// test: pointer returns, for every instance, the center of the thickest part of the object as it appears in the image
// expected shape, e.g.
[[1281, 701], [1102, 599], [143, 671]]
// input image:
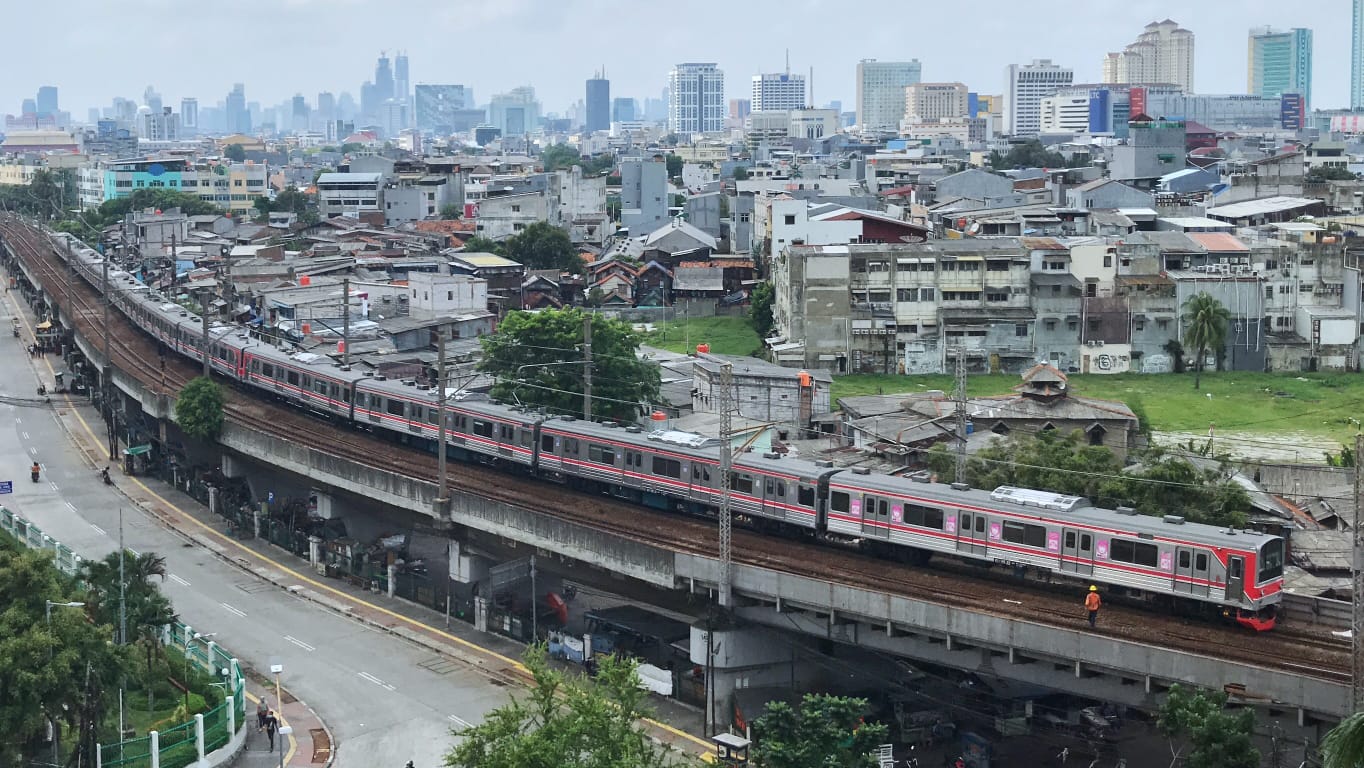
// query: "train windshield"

* * * *

- **Set problem**
Put every line of the items above into a numbered list, skipping blank lines and leaving the picture out.

- **Solution to this exercise**
1. // test: pointer returns, for every instance, the center of the thickest part of the object as it appears in the image
2. // expected shape, e.g.
3. [[1281, 701], [1102, 599], [143, 671]]
4. // input image:
5. // query: "train windshield"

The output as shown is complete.